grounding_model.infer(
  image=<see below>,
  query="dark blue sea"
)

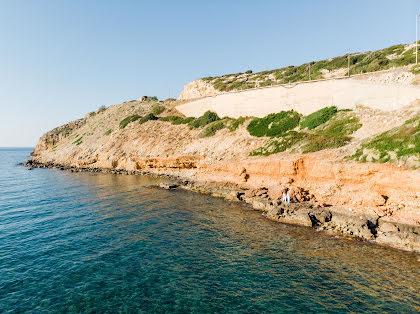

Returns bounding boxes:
[0,148,419,313]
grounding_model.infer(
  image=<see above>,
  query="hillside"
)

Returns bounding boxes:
[179,42,420,99]
[28,93,420,252]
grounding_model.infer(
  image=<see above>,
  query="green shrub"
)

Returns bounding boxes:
[151,104,165,115]
[301,113,362,152]
[159,116,183,124]
[181,117,195,124]
[247,111,301,137]
[119,115,141,129]
[159,116,195,125]
[104,129,112,136]
[228,117,247,131]
[300,106,338,130]
[411,64,420,75]
[199,120,225,137]
[188,111,220,129]
[349,116,420,165]
[249,112,362,156]
[139,113,158,124]
[250,131,306,156]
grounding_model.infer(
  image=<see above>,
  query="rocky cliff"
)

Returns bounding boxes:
[178,79,217,100]
[29,97,420,252]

Exercise directions: Read the entries and pick out all lines that include the word "query".

Task answer:
  query="dark blue sea"
  query="hillside"
  query="green shrub"
  query="rocky cliff"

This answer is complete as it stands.